▶ _Excerpts from the point annotation data_

□ □ □

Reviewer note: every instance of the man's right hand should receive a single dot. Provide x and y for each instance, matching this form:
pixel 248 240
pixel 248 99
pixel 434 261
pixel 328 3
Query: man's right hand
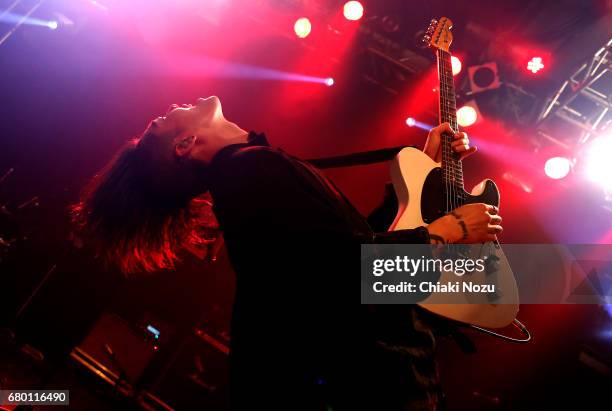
pixel 471 223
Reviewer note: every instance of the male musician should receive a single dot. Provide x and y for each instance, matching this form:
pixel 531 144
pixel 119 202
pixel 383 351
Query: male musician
pixel 300 338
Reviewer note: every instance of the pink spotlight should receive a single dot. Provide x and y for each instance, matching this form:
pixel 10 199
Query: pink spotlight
pixel 353 10
pixel 456 63
pixel 466 116
pixel 557 167
pixel 535 64
pixel 302 27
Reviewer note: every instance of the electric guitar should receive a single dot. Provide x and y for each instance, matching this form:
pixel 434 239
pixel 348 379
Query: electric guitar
pixel 427 190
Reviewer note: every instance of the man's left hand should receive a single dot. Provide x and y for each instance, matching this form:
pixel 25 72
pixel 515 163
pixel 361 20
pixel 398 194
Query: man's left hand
pixel 460 144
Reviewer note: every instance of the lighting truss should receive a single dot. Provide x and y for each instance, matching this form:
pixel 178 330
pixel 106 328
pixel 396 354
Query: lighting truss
pixel 386 63
pixel 584 100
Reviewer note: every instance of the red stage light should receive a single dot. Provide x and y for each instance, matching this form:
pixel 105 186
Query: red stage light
pixel 557 167
pixel 466 116
pixel 456 63
pixel 535 64
pixel 353 10
pixel 302 27
pixel 599 166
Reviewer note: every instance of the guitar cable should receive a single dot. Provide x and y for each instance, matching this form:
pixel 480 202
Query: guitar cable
pixel 519 325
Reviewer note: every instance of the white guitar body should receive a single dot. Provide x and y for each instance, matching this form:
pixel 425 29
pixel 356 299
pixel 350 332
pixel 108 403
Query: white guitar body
pixel 409 174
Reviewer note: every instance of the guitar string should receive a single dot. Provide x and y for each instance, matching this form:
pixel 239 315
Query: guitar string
pixel 444 108
pixel 444 154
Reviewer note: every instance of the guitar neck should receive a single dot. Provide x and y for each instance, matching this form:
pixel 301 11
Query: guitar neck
pixel 451 164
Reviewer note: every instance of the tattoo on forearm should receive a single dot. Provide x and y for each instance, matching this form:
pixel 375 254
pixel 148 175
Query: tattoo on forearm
pixel 436 239
pixel 461 223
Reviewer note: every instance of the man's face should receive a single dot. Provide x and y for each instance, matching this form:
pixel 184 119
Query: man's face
pixel 197 131
pixel 188 119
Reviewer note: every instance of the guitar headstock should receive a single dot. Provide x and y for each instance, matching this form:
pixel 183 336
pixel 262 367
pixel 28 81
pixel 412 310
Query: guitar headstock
pixel 438 35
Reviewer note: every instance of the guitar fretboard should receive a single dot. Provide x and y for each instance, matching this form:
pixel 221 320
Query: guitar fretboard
pixel 451 164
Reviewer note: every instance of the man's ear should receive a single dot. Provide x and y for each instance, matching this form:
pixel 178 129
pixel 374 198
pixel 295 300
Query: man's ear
pixel 184 145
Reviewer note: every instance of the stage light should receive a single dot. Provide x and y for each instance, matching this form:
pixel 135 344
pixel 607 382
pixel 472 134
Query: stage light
pixel 413 122
pixel 466 116
pixel 456 63
pixel 557 167
pixel 353 10
pixel 6 17
pixel 302 27
pixel 598 164
pixel 535 64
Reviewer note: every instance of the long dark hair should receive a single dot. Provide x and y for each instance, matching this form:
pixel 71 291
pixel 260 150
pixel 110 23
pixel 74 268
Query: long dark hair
pixel 146 205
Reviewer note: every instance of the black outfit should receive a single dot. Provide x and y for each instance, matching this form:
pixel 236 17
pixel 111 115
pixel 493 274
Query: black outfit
pixel 300 337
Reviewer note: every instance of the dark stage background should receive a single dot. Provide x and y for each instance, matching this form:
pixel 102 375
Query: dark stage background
pixel 72 96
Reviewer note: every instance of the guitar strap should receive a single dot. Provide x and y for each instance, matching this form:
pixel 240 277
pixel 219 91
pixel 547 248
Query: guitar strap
pixel 357 159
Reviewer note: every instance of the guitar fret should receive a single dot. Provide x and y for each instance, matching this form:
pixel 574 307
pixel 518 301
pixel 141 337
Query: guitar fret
pixel 451 165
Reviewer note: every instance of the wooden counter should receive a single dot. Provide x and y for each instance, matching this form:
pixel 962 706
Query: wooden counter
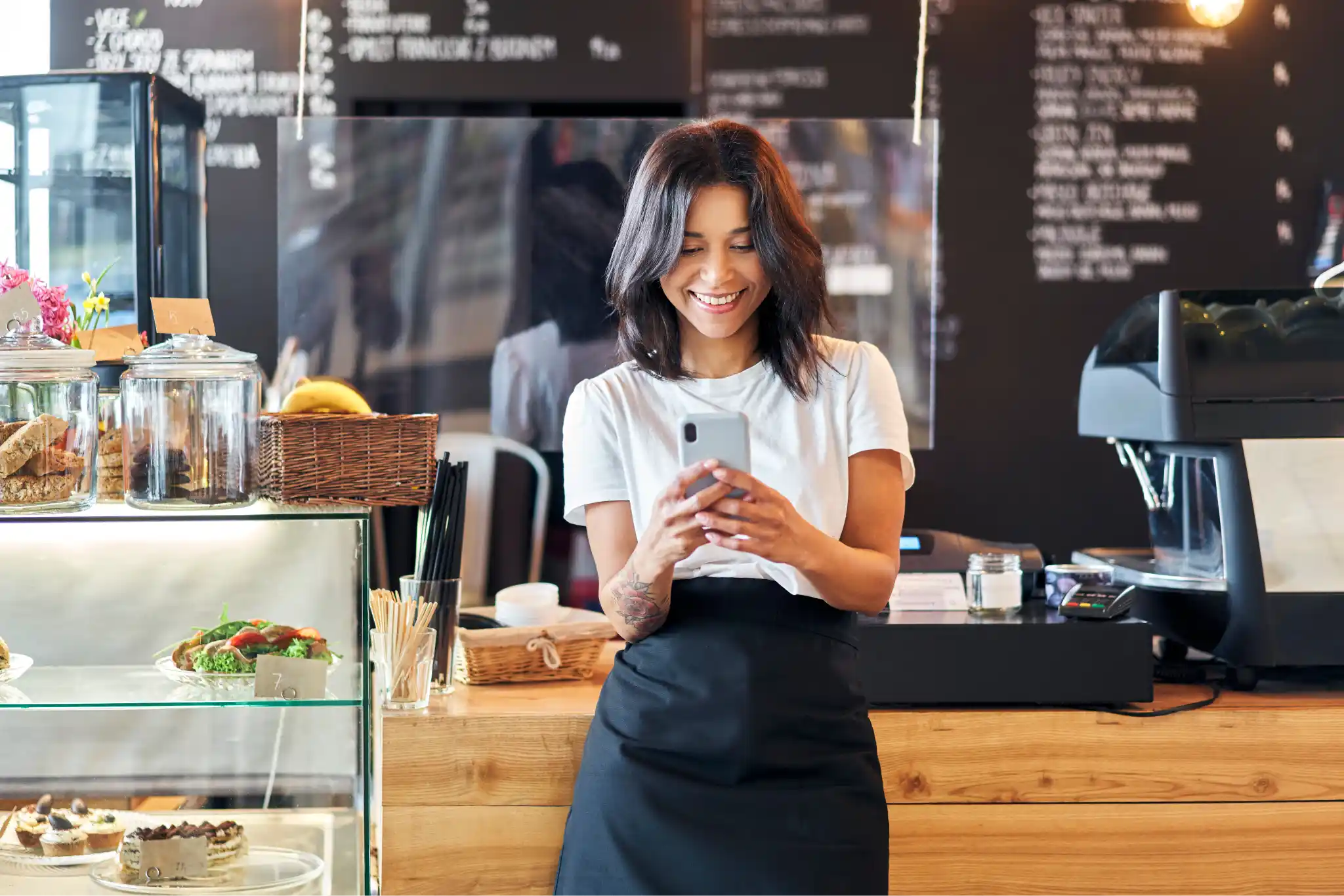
pixel 1242 797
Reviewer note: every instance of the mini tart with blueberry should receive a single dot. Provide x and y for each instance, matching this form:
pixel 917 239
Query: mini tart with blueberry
pixel 104 830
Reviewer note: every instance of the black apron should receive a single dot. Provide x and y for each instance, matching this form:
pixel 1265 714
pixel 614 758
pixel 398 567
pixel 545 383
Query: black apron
pixel 732 754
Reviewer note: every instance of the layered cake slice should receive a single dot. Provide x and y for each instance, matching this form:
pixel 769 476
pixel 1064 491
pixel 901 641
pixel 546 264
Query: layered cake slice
pixel 226 844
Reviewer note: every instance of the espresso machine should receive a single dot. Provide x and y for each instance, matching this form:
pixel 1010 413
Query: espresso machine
pixel 1228 409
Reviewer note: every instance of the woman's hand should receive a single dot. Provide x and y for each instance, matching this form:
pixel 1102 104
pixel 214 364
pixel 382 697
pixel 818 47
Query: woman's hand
pixel 772 527
pixel 674 533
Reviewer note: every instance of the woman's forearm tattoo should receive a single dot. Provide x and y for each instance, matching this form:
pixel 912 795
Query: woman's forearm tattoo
pixel 637 605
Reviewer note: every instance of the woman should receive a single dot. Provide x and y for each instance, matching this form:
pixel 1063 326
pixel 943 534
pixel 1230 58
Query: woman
pixel 732 750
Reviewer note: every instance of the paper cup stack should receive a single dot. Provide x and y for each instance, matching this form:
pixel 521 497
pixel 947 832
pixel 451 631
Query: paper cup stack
pixel 536 603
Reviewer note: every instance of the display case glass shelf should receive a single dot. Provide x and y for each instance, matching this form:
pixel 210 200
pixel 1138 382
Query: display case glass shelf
pixel 91 607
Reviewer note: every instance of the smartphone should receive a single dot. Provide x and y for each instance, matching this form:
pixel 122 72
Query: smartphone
pixel 721 437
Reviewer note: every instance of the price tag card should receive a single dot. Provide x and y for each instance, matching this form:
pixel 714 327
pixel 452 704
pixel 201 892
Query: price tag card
pixel 183 316
pixel 934 592
pixel 175 859
pixel 16 306
pixel 110 343
pixel 291 679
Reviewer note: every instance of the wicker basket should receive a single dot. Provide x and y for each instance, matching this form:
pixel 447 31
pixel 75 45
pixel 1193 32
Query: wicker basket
pixel 564 652
pixel 375 460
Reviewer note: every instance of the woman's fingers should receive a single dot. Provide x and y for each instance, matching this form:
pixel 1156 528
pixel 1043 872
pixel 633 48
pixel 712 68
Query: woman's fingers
pixel 724 524
pixel 701 500
pixel 740 480
pixel 736 507
pixel 684 478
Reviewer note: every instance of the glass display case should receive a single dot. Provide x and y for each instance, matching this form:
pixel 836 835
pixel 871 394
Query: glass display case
pixel 138 702
pixel 101 167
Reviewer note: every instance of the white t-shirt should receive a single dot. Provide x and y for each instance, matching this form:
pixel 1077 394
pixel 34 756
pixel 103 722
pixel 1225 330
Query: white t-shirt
pixel 620 443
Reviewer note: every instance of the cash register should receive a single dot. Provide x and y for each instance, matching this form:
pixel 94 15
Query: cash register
pixel 1034 656
pixel 1227 406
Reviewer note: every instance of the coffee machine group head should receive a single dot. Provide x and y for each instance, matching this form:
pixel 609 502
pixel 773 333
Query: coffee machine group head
pixel 1228 409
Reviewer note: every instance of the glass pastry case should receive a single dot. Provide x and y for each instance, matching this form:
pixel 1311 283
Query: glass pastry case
pixel 100 169
pixel 184 703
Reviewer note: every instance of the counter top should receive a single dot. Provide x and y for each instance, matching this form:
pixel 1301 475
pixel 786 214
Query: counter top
pixel 1241 797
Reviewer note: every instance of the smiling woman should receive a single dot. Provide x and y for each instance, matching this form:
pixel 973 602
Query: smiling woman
pixel 715 225
pixel 732 750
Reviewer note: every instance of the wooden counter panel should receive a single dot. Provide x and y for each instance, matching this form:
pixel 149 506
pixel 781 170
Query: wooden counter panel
pixel 1221 752
pixel 1144 849
pixel 1139 849
pixel 488 761
pixel 483 851
pixel 522 744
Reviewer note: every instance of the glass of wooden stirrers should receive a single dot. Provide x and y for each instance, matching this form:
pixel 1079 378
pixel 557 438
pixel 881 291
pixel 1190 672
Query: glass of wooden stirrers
pixel 402 649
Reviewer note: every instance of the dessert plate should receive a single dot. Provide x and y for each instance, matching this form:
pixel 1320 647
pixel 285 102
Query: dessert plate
pixel 264 870
pixel 26 863
pixel 18 665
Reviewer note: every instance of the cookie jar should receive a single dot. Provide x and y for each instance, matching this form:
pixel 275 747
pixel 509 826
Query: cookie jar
pixel 188 414
pixel 49 424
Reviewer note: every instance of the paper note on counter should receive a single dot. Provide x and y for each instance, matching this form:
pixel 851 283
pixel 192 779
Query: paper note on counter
pixel 929 592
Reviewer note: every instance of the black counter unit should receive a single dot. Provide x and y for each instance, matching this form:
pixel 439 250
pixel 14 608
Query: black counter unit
pixel 1030 657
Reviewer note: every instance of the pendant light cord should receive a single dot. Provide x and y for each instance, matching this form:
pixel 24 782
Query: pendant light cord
pixel 919 66
pixel 303 62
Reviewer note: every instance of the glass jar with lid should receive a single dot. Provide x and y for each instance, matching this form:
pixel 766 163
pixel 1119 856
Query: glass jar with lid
pixel 49 422
pixel 994 583
pixel 188 414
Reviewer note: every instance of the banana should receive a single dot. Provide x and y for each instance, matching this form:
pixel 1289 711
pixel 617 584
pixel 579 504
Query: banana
pixel 324 397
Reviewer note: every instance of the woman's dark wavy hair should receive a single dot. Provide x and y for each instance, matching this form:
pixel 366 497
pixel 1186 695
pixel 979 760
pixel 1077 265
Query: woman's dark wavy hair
pixel 678 164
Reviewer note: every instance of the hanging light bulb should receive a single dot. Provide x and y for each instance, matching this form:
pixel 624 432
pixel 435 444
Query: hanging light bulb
pixel 1215 14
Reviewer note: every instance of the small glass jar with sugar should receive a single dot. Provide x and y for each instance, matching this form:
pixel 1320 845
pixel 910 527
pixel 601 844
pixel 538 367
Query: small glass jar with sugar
pixel 994 583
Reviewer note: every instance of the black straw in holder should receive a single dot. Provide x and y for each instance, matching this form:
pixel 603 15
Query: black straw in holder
pixel 459 523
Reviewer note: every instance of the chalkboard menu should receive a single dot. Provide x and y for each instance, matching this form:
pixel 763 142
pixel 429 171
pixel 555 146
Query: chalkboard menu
pixel 1092 152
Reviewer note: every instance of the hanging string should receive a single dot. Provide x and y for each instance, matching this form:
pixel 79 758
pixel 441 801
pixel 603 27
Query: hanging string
pixel 924 49
pixel 1323 281
pixel 303 62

□ □ □

▶ _DIRECTIVE_
Can you transcribe the lines of the listing above word for word, starting at the line containing "Reviewer note: every instance of the guitar strap" and ending at the line containing "pixel 104 830"? Leave the pictures out of your answer.

▶ _WRITTEN RESPONSE_
Reviewer note: every instance of the guitar strap should receive a single dot. Provide x and y for each instance, matching this form:
pixel 240 277
pixel 219 91
pixel 547 248
Query: guitar strap
pixel 357 159
Reviewer note: every instance of the guitar fret should receive a single dot. Provide x and y for each instance, matching this form:
pixel 574 307
pixel 518 301
pixel 141 337
Query: guitar fret
pixel 451 165
Reviewer note: every instance of the wooden counter should receive a single dot. Provide x and y for each instance, matching this form:
pixel 962 706
Query: wooden counter
pixel 1242 797
Reviewer note: every instance of the mini tart with blueberry should receive a single dot. Provide x and y for each instance, matching this form:
pixel 917 239
Query: mini tart with blueberry
pixel 104 830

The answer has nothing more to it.